■ **Text for analysis**

Tenant Inc., a Newport Beach-based software startup backed by firms in the self-storage industry, has raised an additional $25 million.
“We’re growing like crazy right now,” founder and Chief Executive Lance Watkins told the Business Journal.
The financing, a third seed funding round, brings the total amount the company has raised to about $37 million, Watkins said.
Watkins did not identify the investors, saying they are “strategics, meaning that they are in the storage industry.”
“We now have over 100 strategic investors in the United States and internationally, most of which are self-storage facility owners who are actively utilizing our products,” Watkins said.
Watkins, who owns Storage Outlet with facilities throughout Southern California—the chain has local spots in Huntington Beach and Fullerton—started Tenant in 2019 to provide an online platform for self-storage businesses.
Tenant’s cloud-based software automates processes for critical tasks such as completing rentals, collecting revenues, and managing delinquencies.
Payment processing and protection plan are also handled.
Watkins says his company provides a “complete vertical that runs your storage operation from all your consumer screens where customers find you and interact with you and rent your space.”
How a group of self-storage owners came to invest in Tenant dates to a dispute at an industry meeting in 2019, when a key software provider used by many in the sector announced new restrictions.
“It prompted the owners to stand up and give passionate speeches about why these restrictions were horrible for our businesses and the industry,” Watkins said in a video on his company’s website.
As a result, the storage operators pooled their funds to invest in Tenant to build an infrastructure “that doesn’t place restrictions and truly gives them the tools to operate their businesses the way they want to.”
The self-storage industry is a highly competitive and fragmented market, an estimated 73% of which is owned by independent facility operators, as opposed to large corporations, according to Tenant.
It’s also booming.
About 52.6 million square feet of new U.S. self-storage space is scheduled to be completed this year, a 38% increase over 2022’s deliveries, according to the website StorageCafe (see story, page 8).
Customers of the software company include A-1 Self Storage in San Diego, Derrel’s Mini-Storage in Fresno and Kennards Self Storage in Australia.
Watkins is also looking to expand abroad, particularly Commonwealth countries.
The company will use the $25 million in new funds to further advance product development, expand customer support and sales, and increase their platform integration.
“Our investors initially saw the need for a product that would streamline storage facility operations and provide a better tenant experience,” Watkins said.

■ **Raw data**

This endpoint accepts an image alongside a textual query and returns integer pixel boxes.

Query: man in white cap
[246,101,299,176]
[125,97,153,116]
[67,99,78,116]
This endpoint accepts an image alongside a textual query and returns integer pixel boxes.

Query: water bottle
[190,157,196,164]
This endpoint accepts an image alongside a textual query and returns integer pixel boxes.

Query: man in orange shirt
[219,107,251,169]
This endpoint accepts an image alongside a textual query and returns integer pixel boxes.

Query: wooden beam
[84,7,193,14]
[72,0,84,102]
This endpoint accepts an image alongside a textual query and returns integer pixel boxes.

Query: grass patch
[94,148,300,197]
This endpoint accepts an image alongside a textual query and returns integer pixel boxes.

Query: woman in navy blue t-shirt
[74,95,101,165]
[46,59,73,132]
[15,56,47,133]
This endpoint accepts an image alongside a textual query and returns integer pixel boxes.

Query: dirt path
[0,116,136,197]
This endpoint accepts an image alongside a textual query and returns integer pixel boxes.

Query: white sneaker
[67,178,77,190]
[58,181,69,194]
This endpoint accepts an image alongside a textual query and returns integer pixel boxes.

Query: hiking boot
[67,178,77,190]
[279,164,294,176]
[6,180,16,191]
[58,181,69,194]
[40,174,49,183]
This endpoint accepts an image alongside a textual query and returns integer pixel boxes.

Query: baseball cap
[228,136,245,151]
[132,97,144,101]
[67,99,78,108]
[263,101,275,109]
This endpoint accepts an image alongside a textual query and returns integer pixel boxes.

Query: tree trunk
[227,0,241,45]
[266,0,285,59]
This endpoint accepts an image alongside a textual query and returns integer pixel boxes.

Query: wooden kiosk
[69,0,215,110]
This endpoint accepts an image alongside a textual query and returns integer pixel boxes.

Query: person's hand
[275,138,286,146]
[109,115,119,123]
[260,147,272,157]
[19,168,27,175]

■ **Problem 1**
Say whether each statement agrees with the article on Tenant Inc. Answer yes or no, and quote the words from the article that decide it.
(a) Tenant was started in 2019.
(b) The latest round brings the company's total funding to about $25 million.
(c) Watkins named the investors in the new round.
■ **Problem 2**
Pick up the article on Tenant Inc.'s funding after its final sentence and write the next part.
The entries have no connection to the article on Tenant Inc.

■ **Result 1**
(a) Yes: "started Tenant in 2019"
(b) No: "brings the total amount the company has raised to about $37 million"
(c) No: "Watkins did not identify the investors"

■ **Result 2**
Up to this point, Tenant has not relied upon institutional investors, although it’s a consideration going forward.
The company now has about 100 employees, with almost 50 working in offices at 4920 Campus Drive in Newport Beach and 19100 Von Karman Ave. in Irvine.
“We’re continuing to increase our sales team. We’re increasing our onboarding team, our customer service team,” Watkins said. “We have a line of sight to break even.”
The company declined to disclose its annual revenue, but says the amount has tripled in the last 12 months.
More than 1,300 properties utilize at least one of Tenant’s products, according to Watkins.
Tenant in February announced the acquisition of Storelocal, the largest private membership program of independent self-storage operators.
“The combined company will have the backing of over 200 strategic self-storage investors and over 1,500 self-storage membership subscribers,” Tenant said in announcing the Storelocal deal on Feb. 14.
Technology Helps Self-Storage Boom
Commercial brokerage Cushman & Wakefield says the self-storage industry is benefiting from advances in technology.
The sector is evolving with new technologies, including “artificial intelligence and automation, to help maximize operating efficiencies and create more certainty in operating cashflows,” a March report from the brokerage firm said.
Cushman said self-storage investment volume surged coming out of the pandemic, peaking at a quarterly high of approximately $13.5 billion in the fourth quarter of 2021.
It said that was largely comprised of sizable portfolio investments by institutional capital.
“Transaction volume remained above $2.5 billion per quarter through 2022 despite the significant interest rate hikes that were deployed by the Federal Reserve beginning in March 2022,” the report said.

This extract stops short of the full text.